(Excerpted data begins)

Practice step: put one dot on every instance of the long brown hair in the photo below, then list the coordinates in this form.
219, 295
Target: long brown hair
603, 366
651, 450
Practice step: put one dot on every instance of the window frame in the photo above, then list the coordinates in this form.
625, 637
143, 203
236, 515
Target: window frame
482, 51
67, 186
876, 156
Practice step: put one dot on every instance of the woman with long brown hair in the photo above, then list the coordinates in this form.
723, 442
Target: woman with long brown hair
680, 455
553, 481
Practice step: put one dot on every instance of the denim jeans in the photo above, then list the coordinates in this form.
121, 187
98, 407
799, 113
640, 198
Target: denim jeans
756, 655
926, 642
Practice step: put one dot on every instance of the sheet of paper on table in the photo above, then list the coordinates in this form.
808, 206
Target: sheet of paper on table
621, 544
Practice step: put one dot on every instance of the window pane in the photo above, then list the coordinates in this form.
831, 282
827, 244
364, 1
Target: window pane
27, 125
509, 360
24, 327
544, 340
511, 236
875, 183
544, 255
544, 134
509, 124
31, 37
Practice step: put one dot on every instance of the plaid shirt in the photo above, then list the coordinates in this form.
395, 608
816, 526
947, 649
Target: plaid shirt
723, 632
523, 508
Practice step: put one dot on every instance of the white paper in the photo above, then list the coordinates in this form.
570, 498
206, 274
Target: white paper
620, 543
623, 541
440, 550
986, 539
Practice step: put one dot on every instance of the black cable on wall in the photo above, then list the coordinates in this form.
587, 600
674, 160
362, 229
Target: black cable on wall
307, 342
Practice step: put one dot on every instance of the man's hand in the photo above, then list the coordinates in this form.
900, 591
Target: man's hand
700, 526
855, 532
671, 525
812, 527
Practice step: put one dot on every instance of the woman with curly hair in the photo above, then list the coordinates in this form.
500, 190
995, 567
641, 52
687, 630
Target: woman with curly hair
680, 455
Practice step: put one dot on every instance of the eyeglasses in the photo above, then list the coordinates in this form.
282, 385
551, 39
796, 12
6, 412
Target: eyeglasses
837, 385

(Excerpted data ends)

● Exercise details: Having found the line with "Target: woman with long brown hair", please set it down along with every line after it through the end of the material above, exactly and with nothing added.

● Solved problem:
Target: woman with long brown hair
680, 455
553, 481
Practice step: put one dot on every instance of the denim jeans in the photo above, then list the coordinates in this form.
121, 187
98, 407
799, 113
640, 198
Target: denim jeans
756, 655
926, 642
Practice step: put one dot on every instance of the sheet of paper on table in the photo above, then list the coordinates in this form.
808, 206
Target: sheet of paper on table
621, 544
Practice step: put one dot on every instance of the window pane in the photo above, then list the coordinates in this form.
831, 282
827, 244
364, 1
Target: window pane
27, 125
509, 360
24, 327
544, 340
511, 236
875, 183
544, 255
544, 134
509, 124
31, 37
Practice step: put one dot on every instance of the plaid shirt in the photo above, then list the coordinates in this form.
395, 608
816, 526
947, 649
Target: plaid shirt
723, 632
523, 508
Practice step: put one dot on every instance of the white paper in the photo above, then list the coordinates in this form.
570, 498
206, 274
Target: white paper
620, 543
623, 541
440, 550
986, 539
Practice step: put one dot on every instance of the black cable on wall in the photo above, then list the coordinates in this form.
587, 600
674, 160
362, 229
Target: black cable on wall
307, 342
Practice step: put one dot on every instance of the man's hand in the photo above, then list the coordinates in this form.
900, 591
Target: man's hand
700, 526
855, 532
671, 525
812, 527
Practice step: put one dot on every instance of the woman with curly hair in the photo above, then list the coordinates in this form.
500, 190
995, 567
641, 52
687, 630
Target: woman with curly hair
680, 455
Practice step: put one dot on every instance of the eyeglasses in the photo above, then list the coordinates in this form.
282, 385
551, 39
796, 12
6, 412
Target: eyeglasses
837, 385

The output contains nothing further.